__Problem to work on__. Copy the part of the records that opens with the line containing "The component shall place one marker per instance of the fluffy" and closes with the line containing "(1039, 206)", changing every "blurred" to "out-of-focus" and leaving everything else as it is.

Dataset rows
--- Begin ---
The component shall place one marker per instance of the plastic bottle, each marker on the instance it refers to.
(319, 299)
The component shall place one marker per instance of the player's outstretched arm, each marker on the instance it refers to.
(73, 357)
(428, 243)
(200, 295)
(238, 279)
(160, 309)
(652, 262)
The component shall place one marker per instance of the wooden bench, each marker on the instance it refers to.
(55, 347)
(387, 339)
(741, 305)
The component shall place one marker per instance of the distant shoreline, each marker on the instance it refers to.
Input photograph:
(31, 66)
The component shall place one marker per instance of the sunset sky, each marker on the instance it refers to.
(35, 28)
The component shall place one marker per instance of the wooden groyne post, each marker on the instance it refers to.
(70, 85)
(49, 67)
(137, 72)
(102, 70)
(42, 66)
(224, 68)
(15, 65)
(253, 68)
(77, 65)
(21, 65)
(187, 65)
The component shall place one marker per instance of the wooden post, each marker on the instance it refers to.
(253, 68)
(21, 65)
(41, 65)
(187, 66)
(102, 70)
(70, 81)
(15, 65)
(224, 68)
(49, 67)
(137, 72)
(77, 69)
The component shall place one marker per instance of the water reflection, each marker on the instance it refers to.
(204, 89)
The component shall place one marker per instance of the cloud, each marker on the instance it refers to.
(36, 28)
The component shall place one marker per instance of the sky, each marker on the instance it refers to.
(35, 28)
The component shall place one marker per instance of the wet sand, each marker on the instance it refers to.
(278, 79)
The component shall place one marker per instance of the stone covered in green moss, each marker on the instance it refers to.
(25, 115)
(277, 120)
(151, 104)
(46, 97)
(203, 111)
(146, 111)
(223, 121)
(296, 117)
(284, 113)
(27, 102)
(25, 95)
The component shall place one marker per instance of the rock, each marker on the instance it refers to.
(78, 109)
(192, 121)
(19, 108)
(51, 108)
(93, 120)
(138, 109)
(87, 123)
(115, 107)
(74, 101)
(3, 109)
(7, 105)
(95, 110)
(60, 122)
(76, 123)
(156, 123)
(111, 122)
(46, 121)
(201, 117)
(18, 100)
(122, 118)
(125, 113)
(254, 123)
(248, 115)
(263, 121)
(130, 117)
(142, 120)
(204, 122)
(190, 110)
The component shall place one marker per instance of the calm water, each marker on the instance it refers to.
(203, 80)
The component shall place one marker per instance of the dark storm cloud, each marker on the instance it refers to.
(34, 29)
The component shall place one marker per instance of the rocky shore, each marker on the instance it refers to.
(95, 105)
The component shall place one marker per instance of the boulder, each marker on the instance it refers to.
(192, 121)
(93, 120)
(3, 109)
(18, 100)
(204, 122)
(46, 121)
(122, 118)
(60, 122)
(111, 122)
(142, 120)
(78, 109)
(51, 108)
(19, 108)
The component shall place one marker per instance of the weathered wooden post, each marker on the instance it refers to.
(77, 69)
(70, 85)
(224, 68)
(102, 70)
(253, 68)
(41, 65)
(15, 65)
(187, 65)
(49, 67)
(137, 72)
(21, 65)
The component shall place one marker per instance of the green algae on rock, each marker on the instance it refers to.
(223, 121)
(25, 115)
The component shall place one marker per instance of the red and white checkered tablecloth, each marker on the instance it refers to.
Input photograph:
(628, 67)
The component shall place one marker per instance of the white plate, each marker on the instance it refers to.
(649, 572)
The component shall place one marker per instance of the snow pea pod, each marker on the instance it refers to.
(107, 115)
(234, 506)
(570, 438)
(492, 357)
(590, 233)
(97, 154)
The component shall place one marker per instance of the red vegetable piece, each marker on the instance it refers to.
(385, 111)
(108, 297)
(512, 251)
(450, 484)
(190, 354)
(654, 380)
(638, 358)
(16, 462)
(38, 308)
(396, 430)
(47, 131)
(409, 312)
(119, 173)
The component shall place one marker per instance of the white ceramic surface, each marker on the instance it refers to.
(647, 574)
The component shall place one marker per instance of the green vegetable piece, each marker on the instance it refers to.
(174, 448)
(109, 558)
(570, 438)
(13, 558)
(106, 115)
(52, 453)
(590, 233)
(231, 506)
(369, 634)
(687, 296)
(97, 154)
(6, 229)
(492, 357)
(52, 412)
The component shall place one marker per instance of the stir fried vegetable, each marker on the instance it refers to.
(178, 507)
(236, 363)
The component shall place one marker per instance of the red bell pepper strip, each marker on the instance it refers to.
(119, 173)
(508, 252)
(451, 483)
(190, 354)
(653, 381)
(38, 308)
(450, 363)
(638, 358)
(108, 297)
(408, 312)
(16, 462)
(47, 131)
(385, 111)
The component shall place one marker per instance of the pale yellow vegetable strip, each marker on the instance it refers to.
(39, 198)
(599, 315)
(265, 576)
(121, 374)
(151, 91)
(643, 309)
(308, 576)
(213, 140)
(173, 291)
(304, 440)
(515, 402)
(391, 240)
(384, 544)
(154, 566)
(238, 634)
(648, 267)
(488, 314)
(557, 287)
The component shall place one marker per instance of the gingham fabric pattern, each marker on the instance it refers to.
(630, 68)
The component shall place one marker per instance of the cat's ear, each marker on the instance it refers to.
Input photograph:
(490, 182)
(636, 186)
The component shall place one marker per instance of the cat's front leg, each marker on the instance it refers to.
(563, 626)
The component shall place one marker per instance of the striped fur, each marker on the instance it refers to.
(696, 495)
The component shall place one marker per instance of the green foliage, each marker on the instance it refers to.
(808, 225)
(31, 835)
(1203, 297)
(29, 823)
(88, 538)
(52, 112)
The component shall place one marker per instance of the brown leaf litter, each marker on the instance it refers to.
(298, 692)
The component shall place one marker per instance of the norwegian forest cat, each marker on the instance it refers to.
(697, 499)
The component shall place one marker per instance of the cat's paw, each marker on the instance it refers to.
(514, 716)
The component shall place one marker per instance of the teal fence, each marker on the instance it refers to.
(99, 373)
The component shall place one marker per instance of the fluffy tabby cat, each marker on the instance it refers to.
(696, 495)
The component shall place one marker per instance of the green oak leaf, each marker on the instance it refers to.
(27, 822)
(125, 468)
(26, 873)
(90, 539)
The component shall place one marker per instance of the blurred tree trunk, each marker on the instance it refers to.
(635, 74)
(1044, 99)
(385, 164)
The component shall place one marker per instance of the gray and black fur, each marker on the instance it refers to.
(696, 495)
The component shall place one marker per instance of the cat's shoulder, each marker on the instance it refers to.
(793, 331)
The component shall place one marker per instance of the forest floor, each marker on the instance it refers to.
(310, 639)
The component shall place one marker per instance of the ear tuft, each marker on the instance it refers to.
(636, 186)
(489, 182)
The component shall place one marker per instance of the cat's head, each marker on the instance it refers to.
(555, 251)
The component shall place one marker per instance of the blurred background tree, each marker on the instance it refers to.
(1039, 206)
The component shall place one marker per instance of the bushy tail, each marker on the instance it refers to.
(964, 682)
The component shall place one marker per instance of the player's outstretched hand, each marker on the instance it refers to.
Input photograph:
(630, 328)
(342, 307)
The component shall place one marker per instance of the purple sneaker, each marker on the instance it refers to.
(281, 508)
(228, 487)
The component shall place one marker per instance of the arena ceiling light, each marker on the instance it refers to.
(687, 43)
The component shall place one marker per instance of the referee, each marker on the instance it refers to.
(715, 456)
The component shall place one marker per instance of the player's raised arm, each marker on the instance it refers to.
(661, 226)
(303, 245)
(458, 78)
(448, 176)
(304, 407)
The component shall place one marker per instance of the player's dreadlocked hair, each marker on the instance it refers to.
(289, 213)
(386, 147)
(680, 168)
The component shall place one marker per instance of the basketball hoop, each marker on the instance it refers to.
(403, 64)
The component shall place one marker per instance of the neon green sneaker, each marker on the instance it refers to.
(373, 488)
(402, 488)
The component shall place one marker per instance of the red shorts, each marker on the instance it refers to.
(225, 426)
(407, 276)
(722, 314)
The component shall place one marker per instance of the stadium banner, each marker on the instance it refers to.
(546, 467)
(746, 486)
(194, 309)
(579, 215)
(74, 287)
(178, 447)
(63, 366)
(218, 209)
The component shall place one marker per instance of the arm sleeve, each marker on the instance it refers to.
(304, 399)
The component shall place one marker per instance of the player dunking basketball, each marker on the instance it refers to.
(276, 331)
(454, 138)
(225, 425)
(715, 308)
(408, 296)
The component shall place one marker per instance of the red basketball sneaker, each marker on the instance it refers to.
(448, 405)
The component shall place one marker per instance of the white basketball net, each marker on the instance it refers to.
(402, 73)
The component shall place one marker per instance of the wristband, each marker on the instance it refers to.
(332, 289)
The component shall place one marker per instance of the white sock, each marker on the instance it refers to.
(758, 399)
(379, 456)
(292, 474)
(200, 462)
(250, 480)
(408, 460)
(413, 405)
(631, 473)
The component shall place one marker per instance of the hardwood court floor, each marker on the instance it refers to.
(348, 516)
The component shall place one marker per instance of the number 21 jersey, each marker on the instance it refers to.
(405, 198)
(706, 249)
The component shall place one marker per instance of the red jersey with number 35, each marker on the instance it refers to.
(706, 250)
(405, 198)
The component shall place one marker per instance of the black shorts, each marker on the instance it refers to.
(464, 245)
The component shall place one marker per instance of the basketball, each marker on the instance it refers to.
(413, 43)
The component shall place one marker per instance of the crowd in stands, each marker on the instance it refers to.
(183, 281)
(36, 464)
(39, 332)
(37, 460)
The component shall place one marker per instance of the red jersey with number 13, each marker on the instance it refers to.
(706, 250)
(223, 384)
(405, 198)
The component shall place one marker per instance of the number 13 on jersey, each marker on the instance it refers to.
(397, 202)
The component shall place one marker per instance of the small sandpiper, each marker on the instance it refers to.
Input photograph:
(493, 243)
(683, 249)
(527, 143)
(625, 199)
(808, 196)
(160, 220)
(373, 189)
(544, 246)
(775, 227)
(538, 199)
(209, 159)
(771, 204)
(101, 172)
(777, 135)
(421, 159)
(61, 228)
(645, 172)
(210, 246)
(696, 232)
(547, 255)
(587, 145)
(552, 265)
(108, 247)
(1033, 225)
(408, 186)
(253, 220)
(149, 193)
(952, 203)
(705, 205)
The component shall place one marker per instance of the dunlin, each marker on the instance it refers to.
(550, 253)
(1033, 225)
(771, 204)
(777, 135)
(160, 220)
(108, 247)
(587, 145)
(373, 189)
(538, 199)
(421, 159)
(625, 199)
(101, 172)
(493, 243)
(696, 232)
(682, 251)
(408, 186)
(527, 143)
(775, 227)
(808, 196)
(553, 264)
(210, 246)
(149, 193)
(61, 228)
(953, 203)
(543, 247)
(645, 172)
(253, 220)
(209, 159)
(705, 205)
--- End ---
__Solution for this problem__.
The component shall place one marker per instance of the fluffy tabby cat, each marker on the instance it refers to.
(696, 495)
The component shall place one marker per instance of the green oak leaf, each marker on the instance it refers to.
(27, 822)
(125, 468)
(26, 873)
(90, 539)
The component shall place one marker per instance of the out-of-focus tree trunk, each marker on the instance it refers to.
(635, 74)
(1044, 99)
(385, 164)
The component shall place one marker per instance of the gray and black fur, each marker on the instance it refers to.
(696, 495)
The component shall place one marker per instance of the cat's shoulder, each marker on the instance it refers to.
(793, 331)
The component shall place one marker per instance of the forest floor, each marker on the instance it refers to.
(310, 639)
The component shall place one marker per instance of the ear tuft, each marker on the instance it refers to.
(636, 186)
(489, 182)
The component shall place one marker per instance of the cat's head, each marker on the instance it refers to.
(555, 251)
The component shall place one marker per instance of the out-of-focus background tree, each marker on the instance it refers to.
(1039, 206)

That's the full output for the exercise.